**TASK ITEM**: Nothing but the lines from the one containing "Return one point per instance of the pink cushion" through the final line of the data should be repeated, and each must be exact.

**SOURCE MATERIAL**:
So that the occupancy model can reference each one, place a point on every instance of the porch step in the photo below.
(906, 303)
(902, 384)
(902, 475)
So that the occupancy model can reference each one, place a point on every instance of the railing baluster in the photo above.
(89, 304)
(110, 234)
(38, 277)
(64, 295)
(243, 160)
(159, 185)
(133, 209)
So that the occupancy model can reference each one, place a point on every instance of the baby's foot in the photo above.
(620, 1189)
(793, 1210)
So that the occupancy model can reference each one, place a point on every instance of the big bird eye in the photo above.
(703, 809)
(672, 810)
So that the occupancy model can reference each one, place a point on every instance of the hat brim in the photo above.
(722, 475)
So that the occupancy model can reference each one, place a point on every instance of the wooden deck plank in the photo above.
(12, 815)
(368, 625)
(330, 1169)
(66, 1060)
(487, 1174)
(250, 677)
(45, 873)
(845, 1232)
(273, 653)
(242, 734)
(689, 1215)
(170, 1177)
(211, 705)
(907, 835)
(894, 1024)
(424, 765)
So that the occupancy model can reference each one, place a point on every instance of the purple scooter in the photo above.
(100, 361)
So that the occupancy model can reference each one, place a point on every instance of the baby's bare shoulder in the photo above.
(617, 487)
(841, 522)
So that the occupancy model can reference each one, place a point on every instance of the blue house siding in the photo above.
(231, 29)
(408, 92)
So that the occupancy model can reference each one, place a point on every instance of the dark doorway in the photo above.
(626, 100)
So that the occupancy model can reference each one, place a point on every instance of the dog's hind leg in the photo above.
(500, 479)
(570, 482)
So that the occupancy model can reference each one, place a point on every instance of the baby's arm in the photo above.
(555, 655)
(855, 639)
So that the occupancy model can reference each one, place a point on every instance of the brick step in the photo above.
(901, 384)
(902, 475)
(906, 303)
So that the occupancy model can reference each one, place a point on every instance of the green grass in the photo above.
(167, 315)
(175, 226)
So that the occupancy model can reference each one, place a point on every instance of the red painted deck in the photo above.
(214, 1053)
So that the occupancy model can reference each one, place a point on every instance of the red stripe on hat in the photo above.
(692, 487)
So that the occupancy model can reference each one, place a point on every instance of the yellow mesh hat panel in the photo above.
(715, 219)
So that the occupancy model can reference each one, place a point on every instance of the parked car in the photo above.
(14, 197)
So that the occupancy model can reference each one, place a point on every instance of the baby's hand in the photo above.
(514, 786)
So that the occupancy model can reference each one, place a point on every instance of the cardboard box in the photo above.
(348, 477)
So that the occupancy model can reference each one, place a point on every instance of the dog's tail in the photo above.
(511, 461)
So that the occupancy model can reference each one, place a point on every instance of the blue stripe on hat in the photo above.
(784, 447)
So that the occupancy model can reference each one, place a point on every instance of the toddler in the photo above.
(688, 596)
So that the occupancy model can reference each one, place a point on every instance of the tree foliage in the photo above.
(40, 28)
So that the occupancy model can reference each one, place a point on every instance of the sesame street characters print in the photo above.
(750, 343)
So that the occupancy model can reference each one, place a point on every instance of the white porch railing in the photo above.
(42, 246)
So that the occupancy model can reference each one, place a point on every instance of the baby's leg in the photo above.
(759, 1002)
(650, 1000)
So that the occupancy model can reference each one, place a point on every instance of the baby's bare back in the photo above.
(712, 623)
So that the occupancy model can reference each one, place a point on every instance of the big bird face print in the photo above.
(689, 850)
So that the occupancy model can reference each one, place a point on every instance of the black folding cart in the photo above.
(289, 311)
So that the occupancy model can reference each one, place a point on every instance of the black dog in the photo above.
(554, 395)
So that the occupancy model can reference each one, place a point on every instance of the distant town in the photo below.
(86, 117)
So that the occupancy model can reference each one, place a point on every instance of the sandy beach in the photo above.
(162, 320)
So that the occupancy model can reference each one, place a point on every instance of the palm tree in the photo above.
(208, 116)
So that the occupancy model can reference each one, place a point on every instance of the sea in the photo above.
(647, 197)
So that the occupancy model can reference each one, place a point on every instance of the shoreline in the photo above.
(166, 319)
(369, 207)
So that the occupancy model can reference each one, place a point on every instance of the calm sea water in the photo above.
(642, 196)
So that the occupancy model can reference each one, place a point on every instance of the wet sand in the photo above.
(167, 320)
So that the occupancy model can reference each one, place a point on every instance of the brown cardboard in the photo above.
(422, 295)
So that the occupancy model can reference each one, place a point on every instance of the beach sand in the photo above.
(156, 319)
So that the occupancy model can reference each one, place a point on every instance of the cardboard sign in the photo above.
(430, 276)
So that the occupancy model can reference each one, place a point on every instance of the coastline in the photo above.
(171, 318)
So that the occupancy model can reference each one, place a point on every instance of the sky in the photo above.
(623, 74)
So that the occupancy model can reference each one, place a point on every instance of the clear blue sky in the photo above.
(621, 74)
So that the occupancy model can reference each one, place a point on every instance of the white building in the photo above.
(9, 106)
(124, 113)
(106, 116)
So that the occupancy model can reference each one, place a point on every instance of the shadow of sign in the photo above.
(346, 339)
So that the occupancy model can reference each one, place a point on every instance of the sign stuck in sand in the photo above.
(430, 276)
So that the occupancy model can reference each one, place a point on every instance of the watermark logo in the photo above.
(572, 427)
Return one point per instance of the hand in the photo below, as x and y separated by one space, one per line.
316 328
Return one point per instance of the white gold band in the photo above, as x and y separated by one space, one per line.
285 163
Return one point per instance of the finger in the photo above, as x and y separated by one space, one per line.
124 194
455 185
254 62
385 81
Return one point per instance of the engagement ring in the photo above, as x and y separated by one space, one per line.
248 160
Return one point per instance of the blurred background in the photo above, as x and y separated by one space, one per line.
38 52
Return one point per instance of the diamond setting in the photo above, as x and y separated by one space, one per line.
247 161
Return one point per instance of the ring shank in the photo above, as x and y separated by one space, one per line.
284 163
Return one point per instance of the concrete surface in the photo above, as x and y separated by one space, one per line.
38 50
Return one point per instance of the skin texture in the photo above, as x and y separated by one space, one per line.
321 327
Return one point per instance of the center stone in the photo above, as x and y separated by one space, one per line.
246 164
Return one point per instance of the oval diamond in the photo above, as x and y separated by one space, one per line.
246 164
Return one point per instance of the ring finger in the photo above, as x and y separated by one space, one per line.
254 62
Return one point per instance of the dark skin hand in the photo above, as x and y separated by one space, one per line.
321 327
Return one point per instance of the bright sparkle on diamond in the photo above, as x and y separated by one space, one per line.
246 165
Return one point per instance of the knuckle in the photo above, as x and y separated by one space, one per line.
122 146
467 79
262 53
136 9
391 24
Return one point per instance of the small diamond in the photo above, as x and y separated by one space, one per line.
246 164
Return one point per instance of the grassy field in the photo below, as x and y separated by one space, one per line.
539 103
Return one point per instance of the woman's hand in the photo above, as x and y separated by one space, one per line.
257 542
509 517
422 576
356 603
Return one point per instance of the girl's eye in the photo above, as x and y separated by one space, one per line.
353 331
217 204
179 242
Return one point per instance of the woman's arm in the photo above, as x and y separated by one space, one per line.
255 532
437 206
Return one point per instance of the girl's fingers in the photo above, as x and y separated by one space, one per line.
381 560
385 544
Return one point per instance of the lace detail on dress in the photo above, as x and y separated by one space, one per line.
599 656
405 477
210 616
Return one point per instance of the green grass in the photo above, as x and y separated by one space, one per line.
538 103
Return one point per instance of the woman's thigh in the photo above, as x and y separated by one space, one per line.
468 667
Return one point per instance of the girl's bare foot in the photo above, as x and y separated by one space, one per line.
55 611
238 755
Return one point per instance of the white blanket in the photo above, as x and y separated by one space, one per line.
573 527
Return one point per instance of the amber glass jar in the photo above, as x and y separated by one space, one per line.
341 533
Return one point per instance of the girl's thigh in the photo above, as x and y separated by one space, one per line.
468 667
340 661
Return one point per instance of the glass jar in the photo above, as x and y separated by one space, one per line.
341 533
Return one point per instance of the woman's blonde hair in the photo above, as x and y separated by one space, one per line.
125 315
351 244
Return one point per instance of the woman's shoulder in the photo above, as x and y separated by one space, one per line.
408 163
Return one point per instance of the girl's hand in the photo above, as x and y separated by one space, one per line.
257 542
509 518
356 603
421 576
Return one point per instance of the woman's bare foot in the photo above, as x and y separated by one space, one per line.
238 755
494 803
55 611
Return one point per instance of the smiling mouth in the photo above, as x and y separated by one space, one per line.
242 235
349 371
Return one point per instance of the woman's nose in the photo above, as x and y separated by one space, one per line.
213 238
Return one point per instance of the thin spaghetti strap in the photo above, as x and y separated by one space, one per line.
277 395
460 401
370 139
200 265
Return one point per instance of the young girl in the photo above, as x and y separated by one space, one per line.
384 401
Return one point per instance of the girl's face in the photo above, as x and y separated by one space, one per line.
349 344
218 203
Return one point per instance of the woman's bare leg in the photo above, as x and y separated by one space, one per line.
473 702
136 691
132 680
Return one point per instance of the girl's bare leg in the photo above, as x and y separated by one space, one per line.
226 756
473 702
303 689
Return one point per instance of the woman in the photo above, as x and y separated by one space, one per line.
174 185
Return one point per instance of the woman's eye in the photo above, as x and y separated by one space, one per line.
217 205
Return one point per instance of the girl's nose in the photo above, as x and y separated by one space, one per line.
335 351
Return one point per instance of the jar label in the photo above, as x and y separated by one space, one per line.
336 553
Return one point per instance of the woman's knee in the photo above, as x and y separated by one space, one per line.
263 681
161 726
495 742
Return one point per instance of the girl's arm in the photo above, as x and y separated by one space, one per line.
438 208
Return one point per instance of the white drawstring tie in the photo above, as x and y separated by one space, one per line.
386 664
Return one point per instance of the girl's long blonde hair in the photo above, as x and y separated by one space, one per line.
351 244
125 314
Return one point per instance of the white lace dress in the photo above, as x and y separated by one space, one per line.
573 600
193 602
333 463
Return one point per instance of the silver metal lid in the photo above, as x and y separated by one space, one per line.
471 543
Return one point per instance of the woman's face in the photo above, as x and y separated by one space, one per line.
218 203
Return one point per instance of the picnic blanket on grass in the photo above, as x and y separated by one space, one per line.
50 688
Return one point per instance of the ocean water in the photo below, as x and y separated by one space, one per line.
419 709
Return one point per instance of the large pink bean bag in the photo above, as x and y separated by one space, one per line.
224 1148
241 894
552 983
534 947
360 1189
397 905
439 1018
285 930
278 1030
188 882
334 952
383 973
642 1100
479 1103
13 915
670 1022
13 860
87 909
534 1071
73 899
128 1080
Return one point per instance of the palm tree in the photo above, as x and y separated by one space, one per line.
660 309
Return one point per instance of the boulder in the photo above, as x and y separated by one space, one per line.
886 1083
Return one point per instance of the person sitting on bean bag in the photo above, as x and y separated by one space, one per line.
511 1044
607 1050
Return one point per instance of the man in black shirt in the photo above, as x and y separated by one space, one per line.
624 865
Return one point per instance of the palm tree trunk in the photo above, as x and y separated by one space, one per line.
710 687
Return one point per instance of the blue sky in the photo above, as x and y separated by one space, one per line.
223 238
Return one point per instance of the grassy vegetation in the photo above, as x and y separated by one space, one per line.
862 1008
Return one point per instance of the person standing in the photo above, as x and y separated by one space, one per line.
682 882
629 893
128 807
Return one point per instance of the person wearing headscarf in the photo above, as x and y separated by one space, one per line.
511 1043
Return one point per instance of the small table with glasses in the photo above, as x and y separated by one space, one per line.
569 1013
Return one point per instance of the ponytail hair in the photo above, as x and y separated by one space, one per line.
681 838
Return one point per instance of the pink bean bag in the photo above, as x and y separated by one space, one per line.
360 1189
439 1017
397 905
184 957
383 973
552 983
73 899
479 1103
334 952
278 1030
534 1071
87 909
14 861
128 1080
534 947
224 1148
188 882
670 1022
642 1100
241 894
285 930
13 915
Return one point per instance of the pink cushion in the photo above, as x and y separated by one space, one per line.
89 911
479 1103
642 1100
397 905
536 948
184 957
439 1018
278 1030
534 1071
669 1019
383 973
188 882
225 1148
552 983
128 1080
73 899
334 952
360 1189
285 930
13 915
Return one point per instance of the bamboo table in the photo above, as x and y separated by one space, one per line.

**ANSWER FOR THE TASK**:
Return one point per instance of the pink cushion in the photo above, as x and y separated by one space, one per line.
89 911
479 1103
642 1100
397 905
536 948
184 957
439 1018
278 1030
534 1071
669 1019
383 973
188 882
225 1148
552 983
128 1080
73 899
334 952
360 1189
285 930
13 915
Return one point per instance of the bamboo table in the photo above, as x and y separated by one space, one per line.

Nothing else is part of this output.